----- Exercise materials

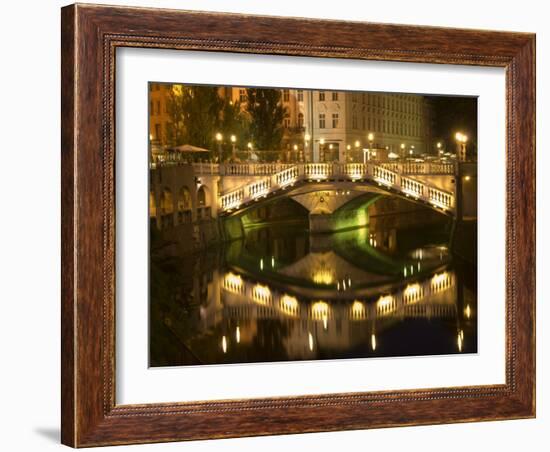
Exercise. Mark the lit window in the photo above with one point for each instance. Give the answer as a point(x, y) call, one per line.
point(286, 95)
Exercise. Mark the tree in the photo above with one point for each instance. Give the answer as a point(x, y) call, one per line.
point(234, 122)
point(266, 117)
point(196, 116)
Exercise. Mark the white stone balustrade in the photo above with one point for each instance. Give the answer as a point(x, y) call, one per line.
point(287, 175)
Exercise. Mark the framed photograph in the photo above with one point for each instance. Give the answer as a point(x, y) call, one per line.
point(280, 225)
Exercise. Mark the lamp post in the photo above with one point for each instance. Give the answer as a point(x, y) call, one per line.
point(370, 137)
point(439, 148)
point(219, 138)
point(461, 140)
point(233, 141)
point(307, 138)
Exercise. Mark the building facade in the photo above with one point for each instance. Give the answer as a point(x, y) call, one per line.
point(331, 125)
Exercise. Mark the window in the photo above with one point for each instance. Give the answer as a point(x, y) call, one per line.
point(286, 95)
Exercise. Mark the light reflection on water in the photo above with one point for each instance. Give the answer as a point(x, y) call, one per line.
point(280, 294)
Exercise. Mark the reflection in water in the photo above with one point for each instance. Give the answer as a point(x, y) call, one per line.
point(389, 289)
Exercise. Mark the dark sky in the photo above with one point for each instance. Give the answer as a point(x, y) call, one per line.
point(454, 114)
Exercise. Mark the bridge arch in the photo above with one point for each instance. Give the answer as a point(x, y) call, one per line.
point(185, 205)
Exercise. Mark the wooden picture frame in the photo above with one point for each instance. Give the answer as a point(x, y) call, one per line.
point(90, 36)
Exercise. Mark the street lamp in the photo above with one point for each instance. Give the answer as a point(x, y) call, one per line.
point(370, 137)
point(439, 148)
point(307, 138)
point(461, 140)
point(219, 138)
point(233, 141)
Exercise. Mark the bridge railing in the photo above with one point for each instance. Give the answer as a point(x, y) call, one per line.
point(427, 168)
point(206, 168)
point(289, 174)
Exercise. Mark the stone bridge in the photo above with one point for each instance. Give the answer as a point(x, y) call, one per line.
point(188, 192)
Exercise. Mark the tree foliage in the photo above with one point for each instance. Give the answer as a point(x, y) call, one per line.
point(195, 115)
point(266, 117)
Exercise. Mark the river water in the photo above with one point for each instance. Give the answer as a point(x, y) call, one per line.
point(392, 288)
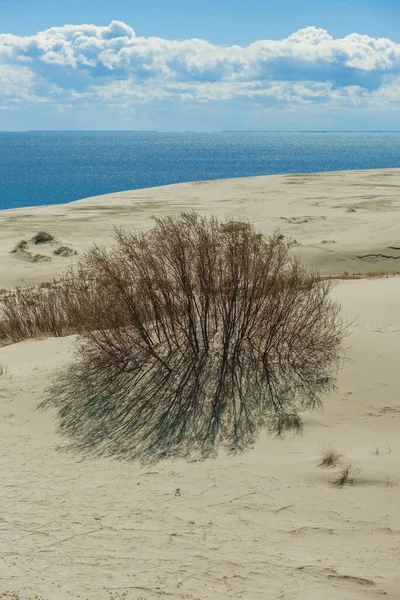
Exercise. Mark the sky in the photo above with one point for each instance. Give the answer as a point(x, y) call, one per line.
point(175, 65)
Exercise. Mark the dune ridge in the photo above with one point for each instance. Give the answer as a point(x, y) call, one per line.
point(267, 524)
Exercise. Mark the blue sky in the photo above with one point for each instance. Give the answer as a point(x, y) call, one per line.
point(210, 65)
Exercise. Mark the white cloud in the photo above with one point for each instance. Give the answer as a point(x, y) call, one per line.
point(112, 65)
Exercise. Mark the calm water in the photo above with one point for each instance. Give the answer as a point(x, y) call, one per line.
point(51, 167)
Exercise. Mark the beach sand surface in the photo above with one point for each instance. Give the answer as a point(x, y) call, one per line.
point(265, 524)
point(342, 221)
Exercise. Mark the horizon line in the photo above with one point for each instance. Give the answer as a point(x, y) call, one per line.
point(197, 131)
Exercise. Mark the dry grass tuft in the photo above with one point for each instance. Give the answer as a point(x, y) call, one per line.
point(42, 238)
point(20, 247)
point(346, 476)
point(330, 458)
point(195, 335)
point(64, 251)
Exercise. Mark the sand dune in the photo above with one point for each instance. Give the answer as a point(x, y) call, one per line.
point(268, 524)
point(356, 212)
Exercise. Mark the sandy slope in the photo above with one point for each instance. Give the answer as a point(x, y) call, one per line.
point(265, 525)
point(310, 208)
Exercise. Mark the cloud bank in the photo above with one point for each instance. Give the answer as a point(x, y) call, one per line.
point(77, 65)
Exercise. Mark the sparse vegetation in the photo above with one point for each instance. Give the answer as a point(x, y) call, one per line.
point(35, 311)
point(42, 238)
point(20, 247)
point(112, 595)
point(346, 476)
point(330, 458)
point(64, 251)
point(195, 334)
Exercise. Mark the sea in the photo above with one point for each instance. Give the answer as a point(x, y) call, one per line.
point(42, 168)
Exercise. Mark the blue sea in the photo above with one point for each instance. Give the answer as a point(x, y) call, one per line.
point(56, 167)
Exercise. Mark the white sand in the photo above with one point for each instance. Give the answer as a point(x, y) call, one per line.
point(268, 524)
point(310, 208)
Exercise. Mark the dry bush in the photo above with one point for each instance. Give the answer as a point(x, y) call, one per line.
point(346, 476)
point(42, 238)
point(195, 334)
point(46, 310)
point(20, 247)
point(330, 458)
point(64, 251)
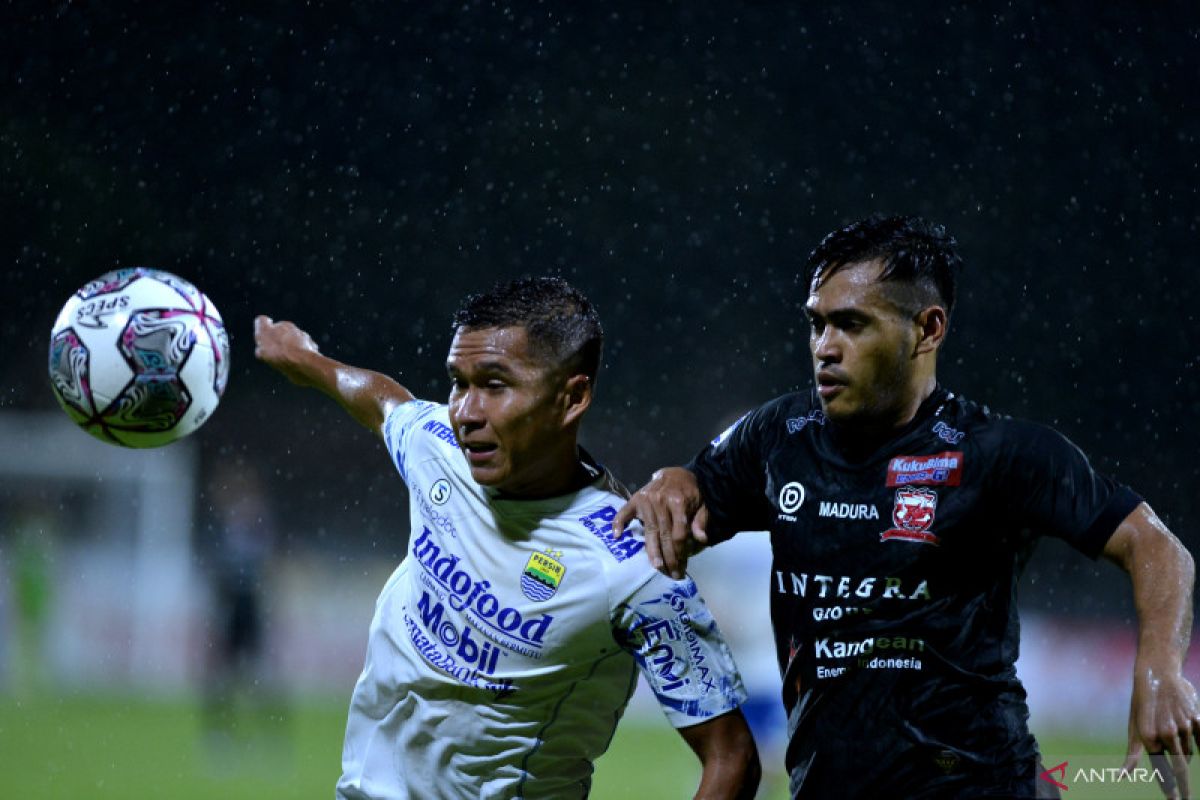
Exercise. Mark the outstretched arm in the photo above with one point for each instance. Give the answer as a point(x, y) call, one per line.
point(726, 749)
point(367, 396)
point(673, 516)
point(1164, 714)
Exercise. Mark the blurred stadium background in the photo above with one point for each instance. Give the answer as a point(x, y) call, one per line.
point(358, 169)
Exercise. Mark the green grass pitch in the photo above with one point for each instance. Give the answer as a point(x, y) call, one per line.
point(84, 747)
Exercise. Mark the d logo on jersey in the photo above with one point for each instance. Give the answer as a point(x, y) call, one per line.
point(541, 576)
point(913, 515)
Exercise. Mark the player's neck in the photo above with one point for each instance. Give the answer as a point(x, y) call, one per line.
point(862, 437)
point(564, 474)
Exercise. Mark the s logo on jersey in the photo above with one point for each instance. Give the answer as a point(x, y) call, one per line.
point(541, 576)
point(912, 515)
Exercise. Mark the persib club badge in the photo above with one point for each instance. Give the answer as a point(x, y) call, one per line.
point(541, 576)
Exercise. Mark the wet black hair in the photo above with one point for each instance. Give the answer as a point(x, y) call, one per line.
point(913, 251)
point(561, 323)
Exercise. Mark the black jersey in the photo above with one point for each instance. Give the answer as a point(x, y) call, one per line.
point(894, 585)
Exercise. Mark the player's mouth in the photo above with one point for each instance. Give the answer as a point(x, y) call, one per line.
point(829, 385)
point(479, 452)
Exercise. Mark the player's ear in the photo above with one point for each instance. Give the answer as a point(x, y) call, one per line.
point(576, 397)
point(931, 324)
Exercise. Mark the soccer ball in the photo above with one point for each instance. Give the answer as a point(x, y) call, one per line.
point(139, 358)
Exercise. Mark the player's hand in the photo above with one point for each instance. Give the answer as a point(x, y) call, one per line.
point(281, 346)
point(673, 518)
point(1164, 721)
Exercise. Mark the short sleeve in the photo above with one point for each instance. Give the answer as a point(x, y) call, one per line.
point(399, 427)
point(669, 630)
point(1049, 483)
point(732, 479)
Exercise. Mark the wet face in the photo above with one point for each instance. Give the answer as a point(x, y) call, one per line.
point(863, 347)
point(510, 411)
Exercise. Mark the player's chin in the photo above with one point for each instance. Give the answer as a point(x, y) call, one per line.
point(840, 408)
point(491, 475)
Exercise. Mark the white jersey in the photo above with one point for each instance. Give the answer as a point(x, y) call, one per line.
point(504, 647)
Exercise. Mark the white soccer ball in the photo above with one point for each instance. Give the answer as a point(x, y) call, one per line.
point(139, 358)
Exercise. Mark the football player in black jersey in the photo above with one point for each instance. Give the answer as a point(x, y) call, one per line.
point(900, 517)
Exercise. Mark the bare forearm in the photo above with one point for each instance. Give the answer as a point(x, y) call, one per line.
point(727, 751)
point(729, 779)
point(1163, 575)
point(365, 395)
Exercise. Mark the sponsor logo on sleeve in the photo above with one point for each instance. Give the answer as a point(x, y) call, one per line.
point(442, 431)
point(724, 435)
point(912, 515)
point(948, 434)
point(797, 423)
point(541, 576)
point(940, 469)
point(600, 524)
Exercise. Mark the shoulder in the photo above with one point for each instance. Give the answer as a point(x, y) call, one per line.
point(1017, 440)
point(785, 414)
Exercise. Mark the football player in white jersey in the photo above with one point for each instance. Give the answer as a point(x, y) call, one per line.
point(507, 644)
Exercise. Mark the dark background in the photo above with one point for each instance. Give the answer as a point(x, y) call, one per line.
point(358, 169)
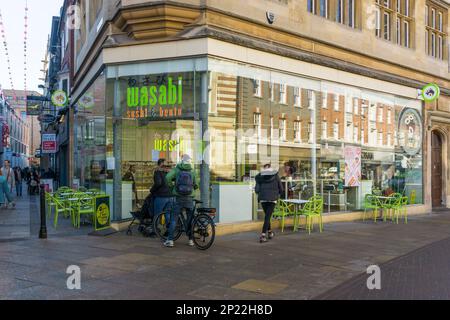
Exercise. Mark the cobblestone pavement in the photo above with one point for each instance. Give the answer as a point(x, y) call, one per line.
point(292, 266)
point(15, 223)
point(423, 274)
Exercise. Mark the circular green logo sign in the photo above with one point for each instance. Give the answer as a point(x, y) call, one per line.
point(410, 131)
point(59, 98)
point(103, 214)
point(430, 92)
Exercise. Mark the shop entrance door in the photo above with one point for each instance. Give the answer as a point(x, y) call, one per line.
point(436, 169)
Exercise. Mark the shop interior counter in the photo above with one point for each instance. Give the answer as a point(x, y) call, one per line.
point(233, 201)
point(127, 197)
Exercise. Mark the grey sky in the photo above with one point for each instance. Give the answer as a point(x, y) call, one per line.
point(40, 15)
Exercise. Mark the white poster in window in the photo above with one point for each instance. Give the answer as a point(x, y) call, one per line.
point(110, 163)
point(352, 166)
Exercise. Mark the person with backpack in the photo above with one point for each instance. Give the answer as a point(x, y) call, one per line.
point(183, 183)
point(160, 191)
point(5, 194)
point(269, 189)
point(18, 178)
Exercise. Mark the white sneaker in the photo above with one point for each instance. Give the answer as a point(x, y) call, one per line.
point(169, 244)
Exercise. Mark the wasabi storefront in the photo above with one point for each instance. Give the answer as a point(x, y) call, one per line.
point(338, 140)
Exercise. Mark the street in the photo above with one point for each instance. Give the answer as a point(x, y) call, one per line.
point(414, 262)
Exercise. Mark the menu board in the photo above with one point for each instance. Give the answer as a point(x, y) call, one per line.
point(352, 166)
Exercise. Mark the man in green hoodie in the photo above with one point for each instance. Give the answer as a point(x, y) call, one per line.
point(182, 182)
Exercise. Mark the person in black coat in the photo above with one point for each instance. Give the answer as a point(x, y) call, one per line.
point(160, 190)
point(269, 189)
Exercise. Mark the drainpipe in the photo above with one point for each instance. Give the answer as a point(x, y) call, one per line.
point(204, 167)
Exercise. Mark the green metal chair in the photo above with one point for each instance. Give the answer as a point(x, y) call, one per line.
point(61, 207)
point(371, 202)
point(63, 194)
point(49, 204)
point(401, 209)
point(312, 209)
point(397, 207)
point(390, 205)
point(94, 191)
point(283, 210)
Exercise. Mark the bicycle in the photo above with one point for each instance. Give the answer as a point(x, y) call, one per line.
point(203, 226)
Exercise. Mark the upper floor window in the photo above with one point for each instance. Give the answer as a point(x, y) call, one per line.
point(324, 100)
point(297, 97)
point(435, 30)
point(394, 21)
point(257, 88)
point(283, 94)
point(271, 91)
point(257, 123)
point(311, 100)
point(324, 130)
point(341, 11)
point(336, 131)
point(336, 102)
point(283, 129)
point(297, 131)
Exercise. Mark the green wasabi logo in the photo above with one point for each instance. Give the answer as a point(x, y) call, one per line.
point(151, 96)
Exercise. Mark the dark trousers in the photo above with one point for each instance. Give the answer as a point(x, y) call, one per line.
point(268, 208)
point(178, 205)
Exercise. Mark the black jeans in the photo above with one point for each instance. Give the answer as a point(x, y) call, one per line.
point(268, 208)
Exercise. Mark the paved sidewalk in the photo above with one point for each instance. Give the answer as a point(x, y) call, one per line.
point(420, 275)
point(292, 266)
point(15, 223)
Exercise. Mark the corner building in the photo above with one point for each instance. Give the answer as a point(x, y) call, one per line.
point(328, 88)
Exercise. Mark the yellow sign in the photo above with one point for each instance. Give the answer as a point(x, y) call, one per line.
point(102, 214)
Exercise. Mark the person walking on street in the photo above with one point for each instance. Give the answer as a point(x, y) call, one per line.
point(183, 183)
point(269, 189)
point(160, 191)
point(8, 173)
point(18, 180)
point(130, 176)
point(5, 192)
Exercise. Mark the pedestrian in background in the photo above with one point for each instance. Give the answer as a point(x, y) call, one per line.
point(5, 193)
point(183, 183)
point(18, 180)
point(269, 189)
point(160, 191)
point(8, 173)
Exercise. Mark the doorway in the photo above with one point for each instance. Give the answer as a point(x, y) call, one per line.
point(436, 169)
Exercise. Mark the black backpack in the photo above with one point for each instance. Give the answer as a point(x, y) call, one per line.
point(184, 184)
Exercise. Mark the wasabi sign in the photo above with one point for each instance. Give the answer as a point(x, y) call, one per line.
point(162, 100)
point(59, 98)
point(431, 92)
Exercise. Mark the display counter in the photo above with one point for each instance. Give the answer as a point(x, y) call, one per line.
point(127, 197)
point(233, 201)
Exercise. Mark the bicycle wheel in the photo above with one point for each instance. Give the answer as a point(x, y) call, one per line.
point(161, 227)
point(204, 231)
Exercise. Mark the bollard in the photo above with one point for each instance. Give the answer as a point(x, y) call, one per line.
point(43, 229)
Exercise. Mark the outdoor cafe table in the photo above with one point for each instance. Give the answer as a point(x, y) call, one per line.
point(297, 204)
point(383, 200)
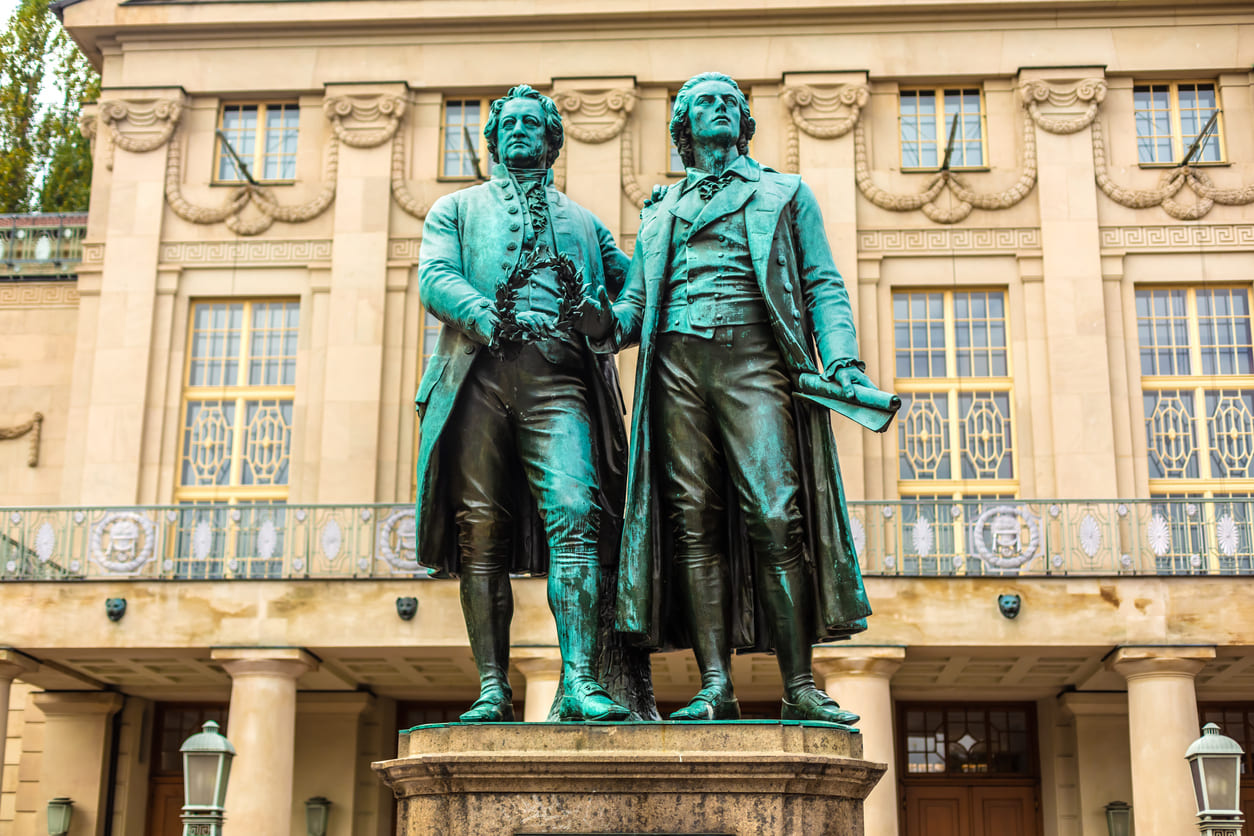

----------

● **Task prompt**
Your answer must be the lines from the one containing "Exercise. Mark the bollard" through the last line of the listing above, restated word for word, with no pictures.

● **Task output**
Exercise. Mark the bollard in the photo above with one point for each instance. Give the answer as a point(x, y) call, one per line.
point(43, 229)
Exercise. Mark the outdoor cafe table in the photo above with one point for each instance. Give the answer as a point(x, y) call, one per line.
point(297, 204)
point(383, 200)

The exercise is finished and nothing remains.